Given problem |
From the tatami build post below, list each distinct measurement in feet or inches, without repeating any.

Given text |
________________________________________

Pictures and build comments to follow.

Tuesday, June 21, 2011

Pic's and Explanation

As of today, I completed the sub floor, set the tatami mats, and boxed in the outer frame. A few minor details remain, but the process was simple. The following is a brief pictorial explanation:

First, my beautifully "made in Germany" Red Zebra Tatami's.





I set up a temporary right angle using two 2"x4"'s.


From this starting point, I laid out my tatami mats in the configuration I wanted, and then placed the first layer of plywood, making the appropriate cuts to ensure a nice tight fit. 



This pattern was slightly over 16' 6" long, and 6' 7" wide. I used 4 pieces of 4'x8' plywood, and utilized the cut-off to make up the deficit in length. From this pattern, I reversed the "image" and made cuts to overlap the joints. This second layer is now the "bottom" of my sub floor, and will be measured for the application of foam blocks.

The foam blocks, provided by Wisconsin Foam Products [www.wifoam.com].


The blocks are roughly 4"x4"x3" and are direct from the manufacturer. I purchased 133 blocks at $0.87 each. (The more you buy, the less it costs. Denver Judo Club bought many, and only paid $0.27 for each block). These are high density foam, and are not like the soft foam puzzle mats.

As provided by Wisconsin Foam Products, Tim Lang [tim@wifoam.com] forwarded two pdf template drawings that were designed for Denver Judo Club. This example is for the 33 block configuration.


[If you require the actual template, contact Tim Lang]

The next step is to mark the floor. According to the template for 33 blocks, the pattern is designed for a full 4'x8' sheet of plywood. As my area is uneven in width and length, I marked each plywood piece from the outside in.


I placed the blocks first before applying adhesive. [Note: this will take longer, so if you are very confident in yourself, just start at one corner and go for it. On the other hand, if you are like me, I tend to mark things twice, even three times before I cut, nail or glue]. The technique I used was to apply adhesive to two blocks and then hold them down for 10-15 seconds to make a good bond.


I used a high strength adhesive by 3M, and although it seemed to snap, crackle, and pop like Rice Krispies, there was no deterioration of the foam or weakness in the block. Read the label before you buy.  There are spray adhesives specifically for foam materials.

________________________________________

Data excerpts |

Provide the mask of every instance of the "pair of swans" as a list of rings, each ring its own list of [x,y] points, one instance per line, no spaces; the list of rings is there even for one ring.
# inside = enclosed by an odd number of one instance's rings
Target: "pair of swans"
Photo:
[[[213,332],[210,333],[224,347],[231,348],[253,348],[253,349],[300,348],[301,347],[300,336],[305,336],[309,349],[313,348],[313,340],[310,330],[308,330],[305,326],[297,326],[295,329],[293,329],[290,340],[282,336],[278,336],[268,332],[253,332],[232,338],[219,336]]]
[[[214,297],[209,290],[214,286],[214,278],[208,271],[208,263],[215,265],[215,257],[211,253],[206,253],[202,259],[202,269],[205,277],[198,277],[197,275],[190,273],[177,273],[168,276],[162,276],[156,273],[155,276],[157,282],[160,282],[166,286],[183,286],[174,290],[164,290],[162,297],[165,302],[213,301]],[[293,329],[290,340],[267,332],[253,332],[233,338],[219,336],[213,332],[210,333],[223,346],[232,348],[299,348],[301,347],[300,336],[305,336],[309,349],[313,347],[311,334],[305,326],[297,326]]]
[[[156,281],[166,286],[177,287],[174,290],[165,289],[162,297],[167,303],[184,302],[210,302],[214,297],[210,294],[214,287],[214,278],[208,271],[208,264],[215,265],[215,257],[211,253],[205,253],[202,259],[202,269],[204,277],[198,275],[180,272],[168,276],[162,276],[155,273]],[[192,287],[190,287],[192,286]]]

________________________________________

Output of the task |
- 2"x4"
- 16' 6"
- 6' 7"
- 4'x8'
- 4"x4"x3"